▸ **TO-DO LIST**:
1. Return the passage from the excerpt on the German breakthrough against the Allied armies, from "According to British" up to and including "the Ardennes Forest.", with its wording unchanged.
2. Name every person whose words are directly quoted in the excerpt on the German breakthrough against the Allied armies.
3. Write what comes next in the excerpt on the German breakthrough against the Allied armies, picking up after its final sentence.

▸ **SELECTED EXCERPT**:
-------

Despite a hard-fought defense by the French, the Germans inevitably broke through; Corap’s army was no match for the superior speed, radio communication, and–above all–leadership of the German divisions. This break in the defensive line initiated the withdrawal of all French, Belgian, and British forces. Military historian Theodore Draper described it as “the original sin which poisoned the position of every part of the Allied line.” British Prime Minister Winston Churchill described the invasion as “a German eruption [that] swept like a sharp scythe around the right and rear of the armies of the north.”
According to British historian and retired Maj. Gen. Julian Thompson, German forces greatly outnumbered those of the Allies. The French had 84 division, but 12 were static divisions stationed in the Maginot Line. The 72 French mobile divisions, combined with the four divisions of the BEF, totaled 76 Allied divisions, while the Germans had 116 divisions at the time of the invasion. But the key to the German advance, more than its superior numbers, was the thrust by seven armored divisions through the Ardennes Forest.
Choosing the Ardennes as the main point of attack was cunning strategy and brought rapid success for the German army. The German tanks involved were unprecedented in their number, concentration, mobility, and striking power; the armored divisions stretched 100 miles in three columns on the day they charged through the Ardennes. The massive German Army faced French, Belgian, Dutch, and British forces that were completely unprepared for an invasion force of such magnitude.
Thompson attributes the ease of German success to the fact that “too many of the BEF lacked the demanding, realistic, and exhaustive training that is one of the ingredients in inuring soldiers to the unpleasant surprises and shocks of war.”
Deployed along the banks of the River Dyle, the British linked up with the Belgian Army on their left flank to the north and the First French Army on the right flank to the south. It was in this position that many British soldiers made their first contact with the German Army. Captain Henry Walker of the 7th Guards Brigade recalled his first experience of German shellfire. “None of us—and this was a great fault in our training—had been prepared for receiving shellfire. Nobody had warned us what it was like, and what was dangerous, and what could be ignored.”
Without this training, members of the 7th Guards Brigade instinctively ran for cover or jumped into nearby trenches every time an artillery shell came whistling overhead. “It was a very undignified procedure, because many of these shells were completely harmless.”
Once in contact, German soldiers displayed another advantage over the British. Private Robert Brown of the Royal Norfolk Regiment noticed a significant difference in the German mindset compared to that of his countrymen: “The Germans were more ruthless than we were. Whatever they wanted to do, they did it, no matter who was in the way.” Brown recalled avoiding church property to lay telephone wire, while the Germans would use churches as observation posts or defensive positions. The Wehrmacht displayed a higher degree of commitment and tenacity than the British soldiers, who fought a “polite” war and avoided trespassing on private property and unnecessary destruction.

-------

▸ **RECORDED DATA**:
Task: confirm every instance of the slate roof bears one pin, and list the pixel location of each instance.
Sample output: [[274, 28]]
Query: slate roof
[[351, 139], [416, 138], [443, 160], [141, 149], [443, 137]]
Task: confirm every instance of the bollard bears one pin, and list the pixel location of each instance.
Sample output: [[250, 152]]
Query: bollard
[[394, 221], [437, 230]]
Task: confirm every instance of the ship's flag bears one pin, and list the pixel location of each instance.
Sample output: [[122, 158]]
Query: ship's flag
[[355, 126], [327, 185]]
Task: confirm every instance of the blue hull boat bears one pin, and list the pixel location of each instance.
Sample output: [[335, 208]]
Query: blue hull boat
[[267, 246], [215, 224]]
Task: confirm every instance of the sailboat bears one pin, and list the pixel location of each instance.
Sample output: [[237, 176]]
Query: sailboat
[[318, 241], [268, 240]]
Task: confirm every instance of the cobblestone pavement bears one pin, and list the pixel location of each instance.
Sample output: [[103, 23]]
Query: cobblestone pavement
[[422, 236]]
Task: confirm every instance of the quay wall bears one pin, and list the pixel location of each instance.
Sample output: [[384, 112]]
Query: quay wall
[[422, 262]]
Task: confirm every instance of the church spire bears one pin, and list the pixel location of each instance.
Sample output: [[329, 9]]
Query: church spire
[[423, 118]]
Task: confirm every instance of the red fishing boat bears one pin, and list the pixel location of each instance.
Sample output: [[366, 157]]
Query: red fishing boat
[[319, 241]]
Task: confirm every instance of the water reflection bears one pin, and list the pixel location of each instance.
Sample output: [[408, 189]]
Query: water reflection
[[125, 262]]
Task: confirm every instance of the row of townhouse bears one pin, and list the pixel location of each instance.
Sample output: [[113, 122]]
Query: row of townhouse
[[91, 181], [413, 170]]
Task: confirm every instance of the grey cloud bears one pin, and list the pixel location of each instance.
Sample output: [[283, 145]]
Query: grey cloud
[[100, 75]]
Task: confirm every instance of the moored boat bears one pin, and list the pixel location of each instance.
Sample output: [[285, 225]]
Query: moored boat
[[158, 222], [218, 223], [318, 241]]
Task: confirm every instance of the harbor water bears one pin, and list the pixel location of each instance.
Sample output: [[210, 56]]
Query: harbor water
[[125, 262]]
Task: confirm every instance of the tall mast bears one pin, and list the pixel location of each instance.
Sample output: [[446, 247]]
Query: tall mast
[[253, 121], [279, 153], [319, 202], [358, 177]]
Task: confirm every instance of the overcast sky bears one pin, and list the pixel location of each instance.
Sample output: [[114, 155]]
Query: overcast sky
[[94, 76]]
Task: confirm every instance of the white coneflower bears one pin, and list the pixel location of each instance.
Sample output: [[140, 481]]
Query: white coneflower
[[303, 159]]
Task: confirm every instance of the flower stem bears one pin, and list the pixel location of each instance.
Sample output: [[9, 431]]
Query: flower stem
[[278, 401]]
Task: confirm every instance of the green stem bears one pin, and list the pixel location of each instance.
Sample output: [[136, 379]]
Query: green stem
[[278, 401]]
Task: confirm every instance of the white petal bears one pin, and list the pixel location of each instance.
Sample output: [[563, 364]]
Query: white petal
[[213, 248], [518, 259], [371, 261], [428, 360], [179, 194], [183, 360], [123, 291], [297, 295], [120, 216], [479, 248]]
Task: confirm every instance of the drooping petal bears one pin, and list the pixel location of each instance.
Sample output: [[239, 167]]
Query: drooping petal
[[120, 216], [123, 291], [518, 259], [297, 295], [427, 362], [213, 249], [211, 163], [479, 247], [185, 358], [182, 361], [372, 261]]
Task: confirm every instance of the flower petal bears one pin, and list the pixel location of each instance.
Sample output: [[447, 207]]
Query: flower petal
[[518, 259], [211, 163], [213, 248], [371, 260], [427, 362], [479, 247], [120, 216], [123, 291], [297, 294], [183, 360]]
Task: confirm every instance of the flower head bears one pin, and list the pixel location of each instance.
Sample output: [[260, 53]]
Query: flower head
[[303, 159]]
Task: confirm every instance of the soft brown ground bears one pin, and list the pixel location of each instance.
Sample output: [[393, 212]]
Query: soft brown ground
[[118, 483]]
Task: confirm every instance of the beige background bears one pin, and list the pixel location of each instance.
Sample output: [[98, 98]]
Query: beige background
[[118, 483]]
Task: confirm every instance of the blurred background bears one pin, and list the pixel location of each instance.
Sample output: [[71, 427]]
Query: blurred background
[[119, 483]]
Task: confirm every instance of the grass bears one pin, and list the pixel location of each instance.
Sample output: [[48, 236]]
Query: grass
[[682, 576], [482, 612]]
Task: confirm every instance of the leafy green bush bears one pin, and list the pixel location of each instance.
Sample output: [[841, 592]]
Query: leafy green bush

-------

▸ **ANSWER SET**:
1.
According to British historian and retired Maj. Gen. Julian Thompson, German forces greatly outnumbered those of the Allies. The French had 84 division, but 12 were static divisions stationed in the Maginot Line. The 72 French mobile divisions, combined with the four divisions of the BEF, totaled 76 Allied divisions, while the Germans had 116 divisions at the time of the invasion. But the key to the German advance, more than its superior numbers, was the thrust by seven armored divisions through the Ardennes Forest.

2.
Theodore Draper
Winston Churchill
Julian Thompson
Henry Walker
Robert Brown

3.
Many soldiers of the BEF were not prepared for the psychological effects of having to kill the enemy. Peter Vaux of the Royal Tank Regiment remembered how his machine gunner was plagued with sympathy for a German soldier they caught in the open. The machine gunner fired as the German “ran down the street, zigzagging with the tracer bullets flying on either side of him.” He escaped into a garden, and Vaux recalled his machine gunner feeling so sorry for the lone German soldier that he had nightmares about him for the next few nights.
Another critical difference between the German and British militaries was the disparate level of logistical preparation. German generals coordinated their divisions’ movements and communicated with one another continually during the offensive. In contrast, British organization disintegrated as soon as units entered combat.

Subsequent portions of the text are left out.